**Requirements**
Copy the records below word for word, starting at the line that contains "Could you point at the red" and continuing through the last line of the records.

══ Dataset content

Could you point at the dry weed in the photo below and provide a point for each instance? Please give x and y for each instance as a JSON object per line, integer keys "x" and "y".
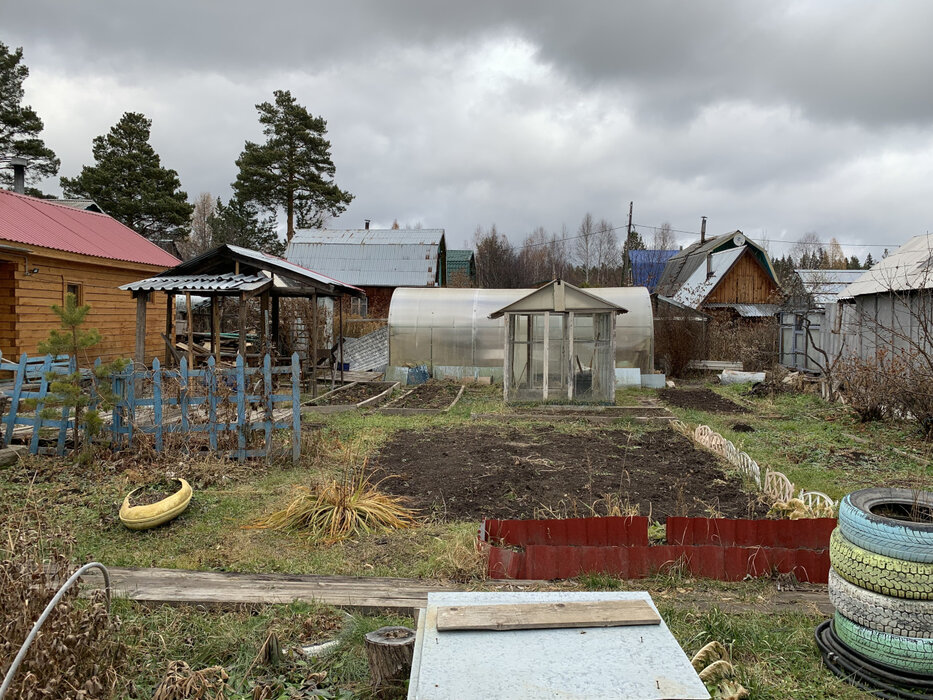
{"x": 181, "y": 683}
{"x": 76, "y": 653}
{"x": 337, "y": 510}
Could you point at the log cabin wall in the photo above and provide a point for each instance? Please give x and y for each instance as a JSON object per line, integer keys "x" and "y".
{"x": 745, "y": 283}
{"x": 113, "y": 311}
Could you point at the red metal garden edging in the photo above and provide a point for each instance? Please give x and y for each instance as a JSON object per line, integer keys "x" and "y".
{"x": 723, "y": 549}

════

**Answer below**
Could you point at the red metal garden edging in the photo above and provide a point for each instance? Please give x and y for each instance as a JSON object per line, integer keys "x" and "y".
{"x": 723, "y": 549}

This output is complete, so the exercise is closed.